TASK BRIEF: In the forum thread about choosing between a RES and a stinkpot, what reason does acestro give for recommending a small stinkpot?

TEXT EXCERPT:
===============

# res or stinkpot?



## mrodge (Nov 13, 2004)

should i get oen or the other i have a 20 gallon about half filled with water


----------



## Death in #'s (Apr 29, 2003)

i personally liked my musk turtles


----------



## mrodge (Nov 13, 2004)

yea
they mremind me of snappers, are rosy reds good for food?


----------



## Death in #'s (Apr 29, 2003)

mrodge said:


> yea
> they mremind me of snappers, are rosy reds good for food?
> [snapback]990461[/snapback]​


they are ok
the liked shrimp and nightcrawlers way better 
espacially night crawlers


----------



## mrodge (Nov 13, 2004)

live shrimp?


----------



## Mettle (Dec 29, 2003)

I don't know anything about stinkpots but I know a RES should NOT live in a 20G tank for life. They get kinda large and need more space than that.


----------



## mrodge (Nov 13, 2004)

i mean a baby
im gonan get a bigger tank for it eventually


----------



## acestro (Jul 7, 2003)

A small stinkpot would be best. Simply because they dont get that big.

===============

SOURCE EXCERPT:
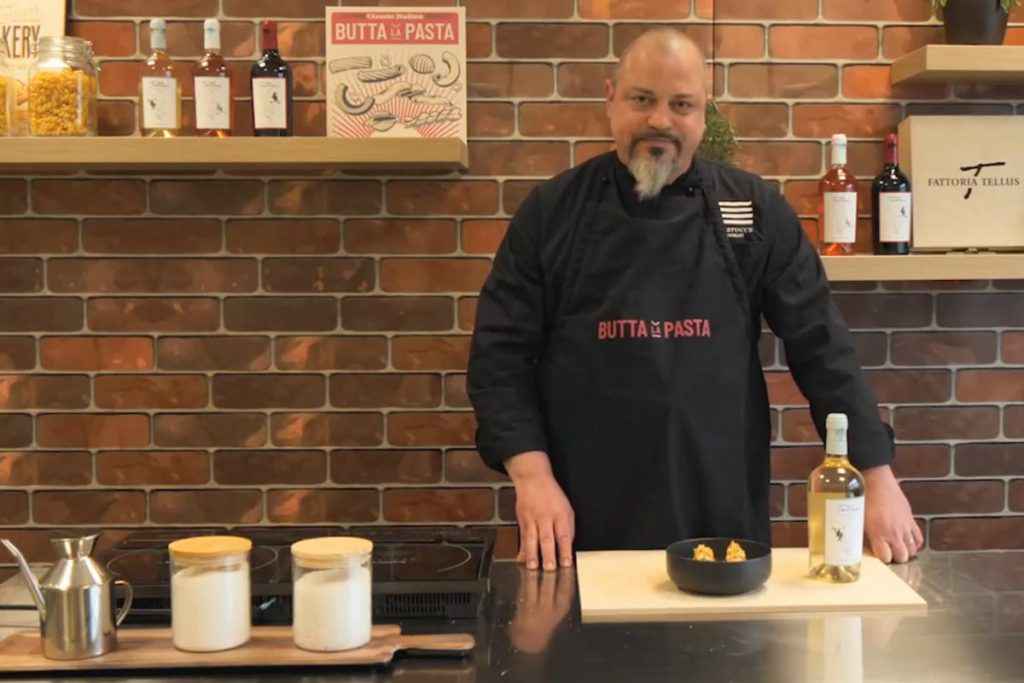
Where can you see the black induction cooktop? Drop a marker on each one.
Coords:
(418, 571)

===============

COMPLETED EXERCISE: Stinkpots don't get that big.